**TASK GOAL:** Exactly reproduce the lines from the line containing "Target: dog's muzzle" to the end of the data below, inclusive, and nothing else.
# START OF EXTRACTED INFORMATION
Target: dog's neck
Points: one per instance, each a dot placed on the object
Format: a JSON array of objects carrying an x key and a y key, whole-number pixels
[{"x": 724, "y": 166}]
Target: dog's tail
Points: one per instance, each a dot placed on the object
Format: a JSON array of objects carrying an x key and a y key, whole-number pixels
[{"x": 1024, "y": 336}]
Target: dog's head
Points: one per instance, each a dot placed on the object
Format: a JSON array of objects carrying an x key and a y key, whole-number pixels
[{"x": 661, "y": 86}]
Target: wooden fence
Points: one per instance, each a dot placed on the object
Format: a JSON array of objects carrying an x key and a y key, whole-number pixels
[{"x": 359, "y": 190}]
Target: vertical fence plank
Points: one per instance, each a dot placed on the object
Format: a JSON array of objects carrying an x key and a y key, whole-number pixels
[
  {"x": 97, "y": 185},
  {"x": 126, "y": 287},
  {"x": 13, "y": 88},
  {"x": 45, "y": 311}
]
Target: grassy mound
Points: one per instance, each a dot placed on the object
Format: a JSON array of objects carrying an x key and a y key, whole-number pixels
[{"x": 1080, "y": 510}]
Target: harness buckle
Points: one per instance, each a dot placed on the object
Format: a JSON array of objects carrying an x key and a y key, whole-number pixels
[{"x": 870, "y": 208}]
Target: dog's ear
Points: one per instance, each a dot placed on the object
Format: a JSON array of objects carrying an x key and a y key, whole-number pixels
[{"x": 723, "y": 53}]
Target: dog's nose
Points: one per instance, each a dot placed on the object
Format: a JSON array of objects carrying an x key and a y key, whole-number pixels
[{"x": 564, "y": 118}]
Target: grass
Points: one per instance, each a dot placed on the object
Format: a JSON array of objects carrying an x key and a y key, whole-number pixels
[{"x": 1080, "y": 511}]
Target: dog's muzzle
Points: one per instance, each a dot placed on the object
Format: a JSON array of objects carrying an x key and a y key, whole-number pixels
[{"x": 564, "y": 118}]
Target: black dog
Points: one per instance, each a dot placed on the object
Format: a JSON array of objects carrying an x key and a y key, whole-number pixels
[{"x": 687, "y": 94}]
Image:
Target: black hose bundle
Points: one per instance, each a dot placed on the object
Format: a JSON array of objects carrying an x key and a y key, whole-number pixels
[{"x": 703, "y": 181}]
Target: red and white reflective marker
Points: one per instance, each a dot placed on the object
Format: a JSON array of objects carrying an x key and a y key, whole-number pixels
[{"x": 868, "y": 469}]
# END OF EXTRACTED INFORMATION
**ANSWER IN FULL:**
Target: dog's muzzle
Points: one per instance, each a dot placed on the object
Format: a JSON array of objects carrying an x key and a y key, whole-number pixels
[{"x": 564, "y": 118}]
Target: black dog
Points: one per instance, each a dot placed on the object
Format: a JSON array of objects carrying an x key and a y key, whole-number pixels
[{"x": 687, "y": 94}]
Image:
Target: black hose bundle
Points: one per instance, each a dot placed on the object
Format: a JSON array of objects carrying an x key and a y key, whole-number pixels
[{"x": 703, "y": 181}]
Target: red and white reflective marker
Points: one per instance, each a dot placed on the object
Format: a JSON array of objects carrying an x key and a y key, whole-number pixels
[{"x": 868, "y": 469}]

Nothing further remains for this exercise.